2. A APLICAÇÃO SUPLETIVA E SUBSIDIÁRIA DO CPC AOS PROCESSOS ADMINISTRATIVOS E NO ÂMBITO DOS TRIBUNAIS DE CONTAS
Com o advento da Lei nº 13.105, de 16 de março de 2015, que não somente revogou como trouxe novos dispositivos e conceitos, o Código de Processo Civil destinou um capítulo, constante do Livro I – Das Normas Processuais Civis, para tratar “Da aplicação das normas processuais”, disciplinando, dentre outras questões, o emprego de suas disposições nos processos eleitorais, trabalhistas e administrativos, conforme prescreve o artigo 15 do ordenamento supracitado:
Art. 15. Na ausência de normas que regulem processos eleitorais, trabalhistas ou administrativos, as disposições deste Código lhes serão aplicadas supletiva e subsidiariamente.
Inicialmente o referido dispositivo sofreu críticas no sentido de que o legislador teria restringido sua fala ao elaborar o texto da lei. Isso porque a aplicação supletiva e subsidiária foi entendida, em uma interpretação literal, apenas quando da ausência de normas regulamentadoras nos processos eleitorais, trabalhistas ou administrativos, ou seja, ambas as expressões serviriam para explicar o mesmo fenômeno.

= Material fornecido =
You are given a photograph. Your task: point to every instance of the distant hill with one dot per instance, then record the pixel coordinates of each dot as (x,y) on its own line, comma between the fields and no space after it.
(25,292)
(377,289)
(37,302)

= Tarefas escritas =
1. Liste os tipos de processo aos quais, segundo o texto sobre a aplicação supletiva e subsidiária do CPC, as disposições do Código se aplicam na ausência de normas que os regulem.
2. Prossiga o texto sobre a aplicação supletiva e subsidiária do CPC a partir da última frase apresentada.
As linhas fornecidas não precisam ser consultadas.

= Respostas esperadas =
1. Processos eleitorais, processos trabalhistas e processos administrativos.

2.
Nessa esteira, salutar se faz mencionar a interpretação de Teresa Arruda Alvim Wambier acerca da matéria:
O legislador disse menos do que queria. Não se trata somente de aplicar as normas processuais aos processos administrativos, trabalhistas e eleitorais quando não houver normas, nestes ramos do direito, que resolvam a situação. A aplicação subsidiária ocorre também em situações nas quais não há omissão. Trata-se, como sugere a expressão ‘subsidiária’, de uma possibilidade de enriquecimento, de leitura de um dispositivo sob outro viés, de extrair-se da norma processual eleitoral, trabalhista ou administrativa um sentido diferente, iluminado pelos princípios fundamentais do processo civil. A aplicação supletiva é que supõe omissão. Aliás, o legislador, deixando de lado a preocupação com a própria expressão, precisão da linguagem, serve-se das duas expressões. Não deve ter suposto que significam a mesma coisa, se não, não teria usado as duas. Mas como empregou também a mais rica, mais abrangente, deve o intérprete entender que é disso que se trata. (WAMBIER, 2015, p. 75, grifo nosso)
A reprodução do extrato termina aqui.